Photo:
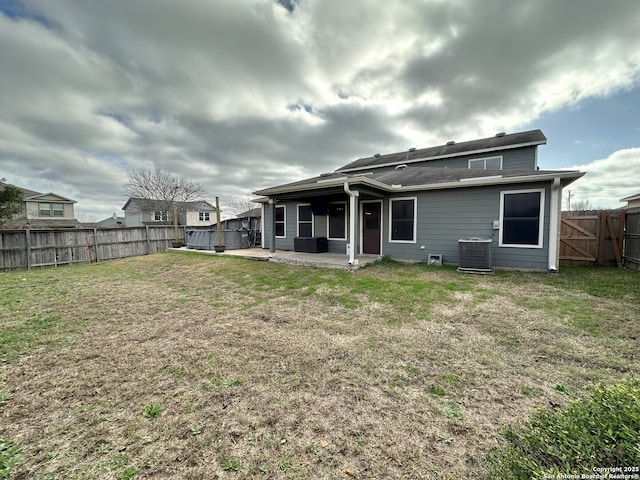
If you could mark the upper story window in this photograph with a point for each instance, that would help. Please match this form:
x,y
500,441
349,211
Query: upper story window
x,y
489,163
161,216
51,209
402,217
305,221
************
▸ **Exercise**
Rewrite the listing with every "upper story window" replaced by "second-floor window", keeping everything else the same and leaving out the pictures.

▸ **Right answer**
Photo:
If you could mark the second-floor window in this photograph with a point for each instance, that would help. Please match this form:
x,y
500,441
349,211
Query: second-floor window
x,y
489,163
161,216
51,209
402,217
305,221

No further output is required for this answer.